The task: Once you have located the line containing "Where in the drawing above does the red" in the material below, return it exactly along with each line after it through the line containing "Where in the drawing above does the wooden".

Available data:
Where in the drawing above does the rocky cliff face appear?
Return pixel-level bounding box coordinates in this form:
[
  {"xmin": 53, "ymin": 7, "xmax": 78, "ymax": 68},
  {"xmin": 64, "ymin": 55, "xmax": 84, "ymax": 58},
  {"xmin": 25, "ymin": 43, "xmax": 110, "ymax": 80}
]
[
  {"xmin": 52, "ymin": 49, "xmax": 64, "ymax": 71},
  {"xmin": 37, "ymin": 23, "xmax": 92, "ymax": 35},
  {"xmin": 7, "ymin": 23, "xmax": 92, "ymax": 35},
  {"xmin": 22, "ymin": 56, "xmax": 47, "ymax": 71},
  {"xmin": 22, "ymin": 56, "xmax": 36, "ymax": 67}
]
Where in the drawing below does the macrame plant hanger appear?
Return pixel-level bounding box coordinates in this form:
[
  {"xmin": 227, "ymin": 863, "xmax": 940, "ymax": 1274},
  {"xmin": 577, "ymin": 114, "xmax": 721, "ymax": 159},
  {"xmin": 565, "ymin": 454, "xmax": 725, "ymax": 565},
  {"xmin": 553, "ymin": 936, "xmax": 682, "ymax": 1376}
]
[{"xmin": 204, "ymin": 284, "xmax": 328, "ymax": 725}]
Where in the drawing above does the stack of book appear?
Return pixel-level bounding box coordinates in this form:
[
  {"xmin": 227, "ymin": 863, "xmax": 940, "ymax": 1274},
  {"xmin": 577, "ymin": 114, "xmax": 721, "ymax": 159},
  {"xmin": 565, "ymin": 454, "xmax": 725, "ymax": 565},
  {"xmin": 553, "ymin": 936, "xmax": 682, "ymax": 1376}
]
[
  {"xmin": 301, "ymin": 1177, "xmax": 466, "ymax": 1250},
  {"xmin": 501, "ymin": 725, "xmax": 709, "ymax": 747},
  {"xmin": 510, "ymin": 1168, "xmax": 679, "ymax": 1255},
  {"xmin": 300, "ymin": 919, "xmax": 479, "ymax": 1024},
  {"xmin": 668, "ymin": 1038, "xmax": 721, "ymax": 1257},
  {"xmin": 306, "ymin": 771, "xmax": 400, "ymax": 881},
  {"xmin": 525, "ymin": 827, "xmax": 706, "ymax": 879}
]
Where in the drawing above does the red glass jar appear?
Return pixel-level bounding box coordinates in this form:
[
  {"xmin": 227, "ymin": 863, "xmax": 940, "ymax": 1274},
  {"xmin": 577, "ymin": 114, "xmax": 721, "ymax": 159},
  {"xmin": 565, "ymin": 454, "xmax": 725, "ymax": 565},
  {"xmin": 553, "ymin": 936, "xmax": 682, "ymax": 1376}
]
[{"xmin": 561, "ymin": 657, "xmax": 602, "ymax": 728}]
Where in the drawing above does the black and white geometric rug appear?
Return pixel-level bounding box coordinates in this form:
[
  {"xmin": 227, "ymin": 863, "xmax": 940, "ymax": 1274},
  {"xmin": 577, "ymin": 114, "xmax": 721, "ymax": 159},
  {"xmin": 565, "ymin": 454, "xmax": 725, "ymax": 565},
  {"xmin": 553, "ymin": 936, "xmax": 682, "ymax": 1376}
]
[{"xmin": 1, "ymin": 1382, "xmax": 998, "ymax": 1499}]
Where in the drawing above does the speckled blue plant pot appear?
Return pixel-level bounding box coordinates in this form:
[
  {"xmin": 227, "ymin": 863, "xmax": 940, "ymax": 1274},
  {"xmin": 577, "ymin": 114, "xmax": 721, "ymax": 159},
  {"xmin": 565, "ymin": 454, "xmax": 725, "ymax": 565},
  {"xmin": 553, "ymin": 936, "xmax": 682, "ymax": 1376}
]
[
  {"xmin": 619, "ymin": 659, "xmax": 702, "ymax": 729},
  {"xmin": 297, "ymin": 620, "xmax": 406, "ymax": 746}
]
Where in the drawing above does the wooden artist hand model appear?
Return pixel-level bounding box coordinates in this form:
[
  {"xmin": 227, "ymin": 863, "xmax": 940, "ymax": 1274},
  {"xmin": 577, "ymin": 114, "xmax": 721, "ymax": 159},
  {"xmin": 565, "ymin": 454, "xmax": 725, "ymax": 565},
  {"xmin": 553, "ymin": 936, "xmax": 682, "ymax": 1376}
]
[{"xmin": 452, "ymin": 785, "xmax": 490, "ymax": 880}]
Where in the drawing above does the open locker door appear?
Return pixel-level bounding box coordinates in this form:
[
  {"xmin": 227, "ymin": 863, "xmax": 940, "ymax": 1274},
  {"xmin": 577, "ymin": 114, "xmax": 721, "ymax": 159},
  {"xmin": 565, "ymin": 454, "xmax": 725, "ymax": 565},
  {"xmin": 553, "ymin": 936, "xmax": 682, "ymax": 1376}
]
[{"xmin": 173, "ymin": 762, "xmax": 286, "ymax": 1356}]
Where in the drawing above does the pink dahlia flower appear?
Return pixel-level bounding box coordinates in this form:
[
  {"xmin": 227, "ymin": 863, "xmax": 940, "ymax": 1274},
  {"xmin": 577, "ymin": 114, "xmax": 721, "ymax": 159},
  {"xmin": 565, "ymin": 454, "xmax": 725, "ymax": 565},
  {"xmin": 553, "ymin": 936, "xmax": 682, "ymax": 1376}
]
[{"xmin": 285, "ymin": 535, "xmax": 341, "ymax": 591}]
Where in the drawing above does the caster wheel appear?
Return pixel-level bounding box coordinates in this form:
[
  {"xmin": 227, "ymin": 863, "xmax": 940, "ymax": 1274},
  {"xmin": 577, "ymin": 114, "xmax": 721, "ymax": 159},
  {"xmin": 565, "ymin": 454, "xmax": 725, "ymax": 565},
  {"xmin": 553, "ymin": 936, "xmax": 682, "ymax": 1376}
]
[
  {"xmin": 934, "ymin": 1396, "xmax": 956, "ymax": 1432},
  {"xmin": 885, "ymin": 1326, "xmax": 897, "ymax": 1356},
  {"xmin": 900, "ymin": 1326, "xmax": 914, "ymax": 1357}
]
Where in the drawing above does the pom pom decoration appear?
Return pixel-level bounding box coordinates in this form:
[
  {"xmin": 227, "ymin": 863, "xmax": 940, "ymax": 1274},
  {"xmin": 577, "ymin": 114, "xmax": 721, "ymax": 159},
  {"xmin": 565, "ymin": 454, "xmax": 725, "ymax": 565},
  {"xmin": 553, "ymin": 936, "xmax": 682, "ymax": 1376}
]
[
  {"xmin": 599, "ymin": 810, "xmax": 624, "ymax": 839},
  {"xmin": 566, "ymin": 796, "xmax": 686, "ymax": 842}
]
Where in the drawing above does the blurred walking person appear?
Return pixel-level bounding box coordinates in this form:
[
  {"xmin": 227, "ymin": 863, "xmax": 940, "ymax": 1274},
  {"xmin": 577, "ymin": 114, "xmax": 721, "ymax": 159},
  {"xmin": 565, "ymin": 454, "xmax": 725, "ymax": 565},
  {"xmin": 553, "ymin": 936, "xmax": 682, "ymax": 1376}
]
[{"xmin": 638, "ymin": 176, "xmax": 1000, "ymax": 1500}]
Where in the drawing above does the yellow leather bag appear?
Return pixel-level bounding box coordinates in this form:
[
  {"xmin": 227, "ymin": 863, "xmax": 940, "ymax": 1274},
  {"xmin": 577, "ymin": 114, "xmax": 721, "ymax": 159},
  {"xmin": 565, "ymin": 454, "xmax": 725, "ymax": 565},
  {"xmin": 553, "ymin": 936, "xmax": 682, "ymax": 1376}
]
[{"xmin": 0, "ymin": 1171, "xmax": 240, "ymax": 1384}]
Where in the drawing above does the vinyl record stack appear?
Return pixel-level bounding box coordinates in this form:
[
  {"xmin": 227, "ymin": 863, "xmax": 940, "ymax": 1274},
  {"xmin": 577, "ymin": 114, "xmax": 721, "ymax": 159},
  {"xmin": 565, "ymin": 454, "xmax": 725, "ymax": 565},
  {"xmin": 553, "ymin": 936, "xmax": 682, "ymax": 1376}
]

Answer section:
Where in the drawing above does the red glass jar appear?
Return pixel-level bounding box coordinates in this form:
[
  {"xmin": 227, "ymin": 863, "xmax": 940, "ymax": 1274},
  {"xmin": 577, "ymin": 114, "xmax": 721, "ymax": 159},
  {"xmin": 565, "ymin": 454, "xmax": 725, "ymax": 565},
  {"xmin": 553, "ymin": 936, "xmax": 682, "ymax": 1376}
]
[{"xmin": 561, "ymin": 657, "xmax": 602, "ymax": 728}]
Where in the drawing above does the black and white geometric rug appear?
Return pixel-level bounding box coordinates in this form:
[
  {"xmin": 227, "ymin": 863, "xmax": 940, "ymax": 1274},
  {"xmin": 577, "ymin": 114, "xmax": 721, "ymax": 159},
  {"xmin": 565, "ymin": 454, "xmax": 725, "ymax": 565},
  {"xmin": 553, "ymin": 936, "xmax": 682, "ymax": 1376}
]
[{"xmin": 1, "ymin": 1382, "xmax": 998, "ymax": 1499}]
Where in the drawing above does the speckled blue plant pot appear?
Return pixel-level bounding box coordinates in this form:
[
  {"xmin": 227, "ymin": 863, "xmax": 940, "ymax": 1274},
  {"xmin": 577, "ymin": 114, "xmax": 721, "ymax": 159},
  {"xmin": 565, "ymin": 454, "xmax": 725, "ymax": 565},
  {"xmin": 553, "ymin": 936, "xmax": 682, "ymax": 1376}
]
[
  {"xmin": 619, "ymin": 659, "xmax": 702, "ymax": 729},
  {"xmin": 297, "ymin": 620, "xmax": 406, "ymax": 746}
]
Where in the drawing above does the wooden artist hand model appear?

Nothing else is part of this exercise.